Exercise → Beginning with the line where "Query: black bar stool" appears, retype every remaining line of the data below, both the first and last included.

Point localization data

▬▬▬

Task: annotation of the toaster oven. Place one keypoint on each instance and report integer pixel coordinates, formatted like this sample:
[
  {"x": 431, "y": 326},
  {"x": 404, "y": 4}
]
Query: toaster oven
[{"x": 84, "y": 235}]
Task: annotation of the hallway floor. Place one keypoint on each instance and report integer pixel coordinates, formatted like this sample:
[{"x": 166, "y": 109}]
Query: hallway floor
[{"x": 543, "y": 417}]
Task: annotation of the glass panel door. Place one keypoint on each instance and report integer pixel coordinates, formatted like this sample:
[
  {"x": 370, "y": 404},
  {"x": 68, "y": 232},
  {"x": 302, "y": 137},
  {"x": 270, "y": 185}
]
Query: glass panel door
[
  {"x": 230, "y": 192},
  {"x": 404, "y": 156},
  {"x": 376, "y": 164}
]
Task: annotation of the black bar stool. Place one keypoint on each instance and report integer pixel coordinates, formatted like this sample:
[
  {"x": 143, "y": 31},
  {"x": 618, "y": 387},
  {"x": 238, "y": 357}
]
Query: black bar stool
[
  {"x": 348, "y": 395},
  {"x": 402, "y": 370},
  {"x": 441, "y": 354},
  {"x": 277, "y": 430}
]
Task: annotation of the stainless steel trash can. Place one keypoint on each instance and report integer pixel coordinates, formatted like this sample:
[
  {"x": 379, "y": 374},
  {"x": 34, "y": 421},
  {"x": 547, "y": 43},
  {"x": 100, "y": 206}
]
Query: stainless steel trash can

▬▬▬

Result →
Query: black bar stool
[
  {"x": 348, "y": 395},
  {"x": 402, "y": 370},
  {"x": 441, "y": 354},
  {"x": 277, "y": 430}
]
Task: annotation of the stainless steel trash can. Place one keypoint on each instance and report integer pixel coordinates, formatted like this sample:
[
  {"x": 379, "y": 374},
  {"x": 34, "y": 421},
  {"x": 547, "y": 43},
  {"x": 100, "y": 206}
]
Query: stainless steel trash can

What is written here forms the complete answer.